[Dataset entries]

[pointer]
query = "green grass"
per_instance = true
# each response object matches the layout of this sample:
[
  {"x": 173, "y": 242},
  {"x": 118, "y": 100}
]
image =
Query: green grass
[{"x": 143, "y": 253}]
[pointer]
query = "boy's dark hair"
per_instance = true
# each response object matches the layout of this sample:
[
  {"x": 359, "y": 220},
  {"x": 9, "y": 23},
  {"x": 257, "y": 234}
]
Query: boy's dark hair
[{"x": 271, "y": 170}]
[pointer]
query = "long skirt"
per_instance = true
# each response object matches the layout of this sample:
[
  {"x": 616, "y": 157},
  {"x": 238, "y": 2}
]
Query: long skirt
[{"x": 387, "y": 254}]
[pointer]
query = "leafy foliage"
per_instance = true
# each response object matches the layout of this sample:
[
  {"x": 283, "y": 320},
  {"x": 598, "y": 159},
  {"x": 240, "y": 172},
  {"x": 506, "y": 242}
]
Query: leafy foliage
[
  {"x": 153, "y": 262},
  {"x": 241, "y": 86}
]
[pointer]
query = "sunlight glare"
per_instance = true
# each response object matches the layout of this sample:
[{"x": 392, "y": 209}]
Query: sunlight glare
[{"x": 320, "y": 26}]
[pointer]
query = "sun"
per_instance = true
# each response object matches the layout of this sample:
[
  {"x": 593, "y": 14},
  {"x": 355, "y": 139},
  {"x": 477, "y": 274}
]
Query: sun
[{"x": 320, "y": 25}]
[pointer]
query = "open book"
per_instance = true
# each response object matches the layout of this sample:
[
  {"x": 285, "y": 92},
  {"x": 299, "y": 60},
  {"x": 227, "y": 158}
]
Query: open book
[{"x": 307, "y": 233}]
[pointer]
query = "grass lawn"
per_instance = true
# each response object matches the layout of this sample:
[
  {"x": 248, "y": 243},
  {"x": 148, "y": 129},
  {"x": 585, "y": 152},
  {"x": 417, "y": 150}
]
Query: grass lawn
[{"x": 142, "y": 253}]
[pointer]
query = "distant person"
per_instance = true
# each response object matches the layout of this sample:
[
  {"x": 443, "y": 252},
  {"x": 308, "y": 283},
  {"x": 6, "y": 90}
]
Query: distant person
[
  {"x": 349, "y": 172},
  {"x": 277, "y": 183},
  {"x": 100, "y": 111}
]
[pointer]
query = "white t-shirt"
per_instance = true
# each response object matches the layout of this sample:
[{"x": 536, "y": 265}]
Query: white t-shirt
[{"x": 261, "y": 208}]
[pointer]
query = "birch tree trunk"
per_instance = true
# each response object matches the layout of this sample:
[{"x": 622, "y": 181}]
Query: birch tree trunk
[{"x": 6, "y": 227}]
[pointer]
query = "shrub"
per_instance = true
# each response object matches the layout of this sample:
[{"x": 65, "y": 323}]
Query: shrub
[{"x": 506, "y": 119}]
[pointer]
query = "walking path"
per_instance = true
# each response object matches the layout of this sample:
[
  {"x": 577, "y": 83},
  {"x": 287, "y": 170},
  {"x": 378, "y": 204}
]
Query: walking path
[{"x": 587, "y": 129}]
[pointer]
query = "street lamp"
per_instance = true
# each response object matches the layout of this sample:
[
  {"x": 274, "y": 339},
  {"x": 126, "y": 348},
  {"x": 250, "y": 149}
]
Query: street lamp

# Exercise:
Each record above needs to be reproduced exactly as written.

# Result of the task:
[pointer]
query = "green grass"
per_instance = true
# each response object matches the layout of this sample:
[
  {"x": 173, "y": 242},
  {"x": 118, "y": 100}
]
image =
Query: green grass
[{"x": 143, "y": 253}]
[pointer]
query = "boy's dark hair"
per_instance = true
# each response object matches the layout of this sample:
[
  {"x": 359, "y": 220},
  {"x": 9, "y": 23},
  {"x": 257, "y": 234}
]
Query: boy's dark hair
[{"x": 271, "y": 170}]
[pointer]
query = "long skirt"
per_instance = true
# each response object matches the layout of this sample:
[
  {"x": 616, "y": 157},
  {"x": 238, "y": 2}
]
Query: long skirt
[{"x": 387, "y": 254}]
[pointer]
query = "leafy foliage"
per_instance = true
# each response object matches the layout of this sample:
[
  {"x": 283, "y": 320},
  {"x": 598, "y": 159},
  {"x": 240, "y": 172},
  {"x": 506, "y": 242}
]
Query: leafy foliage
[
  {"x": 153, "y": 262},
  {"x": 241, "y": 86}
]
[pointer]
query = "sunlight glare"
per_instance = true
# each response object matches the layout of this sample:
[{"x": 392, "y": 209}]
Query: sunlight glare
[{"x": 320, "y": 26}]
[pointer]
query = "sun"
per_instance = true
# each response object matches the layout of this sample:
[
  {"x": 593, "y": 14},
  {"x": 355, "y": 139},
  {"x": 477, "y": 274}
]
Query: sun
[{"x": 320, "y": 25}]
[pointer]
query = "open book"
per_instance = true
# each response object matches the layout of this sample:
[
  {"x": 285, "y": 92},
  {"x": 299, "y": 60},
  {"x": 227, "y": 158}
]
Query: open book
[{"x": 307, "y": 233}]
[pointer]
query = "grass lawn"
per_instance = true
# each response object matches the layout of this sample:
[
  {"x": 248, "y": 243},
  {"x": 148, "y": 129},
  {"x": 585, "y": 152},
  {"x": 417, "y": 150}
]
Query: grass lawn
[{"x": 142, "y": 253}]
[pointer]
query = "distant person"
per_instance = true
# each response object matches the layout of this sample:
[
  {"x": 443, "y": 252},
  {"x": 308, "y": 283},
  {"x": 6, "y": 90}
]
Query: distant person
[
  {"x": 349, "y": 172},
  {"x": 277, "y": 183},
  {"x": 100, "y": 111}
]
[pointer]
query = "white t-shirt"
per_instance = true
# each response object matches the layout of this sample:
[{"x": 536, "y": 265}]
Query: white t-shirt
[{"x": 261, "y": 208}]
[pointer]
query = "birch tree trunk"
per_instance = true
# each response object matches the layout of this sample:
[{"x": 622, "y": 181}]
Query: birch tree trunk
[{"x": 6, "y": 227}]
[pointer]
query = "shrub"
per_instance = true
# each response object matches the layout of this sample:
[{"x": 65, "y": 323}]
Query: shrub
[{"x": 506, "y": 119}]
[pointer]
query = "walking path"
per_instance = true
# each response object matches the layout of this sample:
[
  {"x": 577, "y": 83},
  {"x": 287, "y": 170},
  {"x": 378, "y": 204}
]
Query: walking path
[{"x": 587, "y": 129}]
[pointer]
query = "street lamp"
per_instance = true
# each response object matches the layout of this sample:
[
  {"x": 274, "y": 339},
  {"x": 126, "y": 348},
  {"x": 250, "y": 149}
]
Query: street lamp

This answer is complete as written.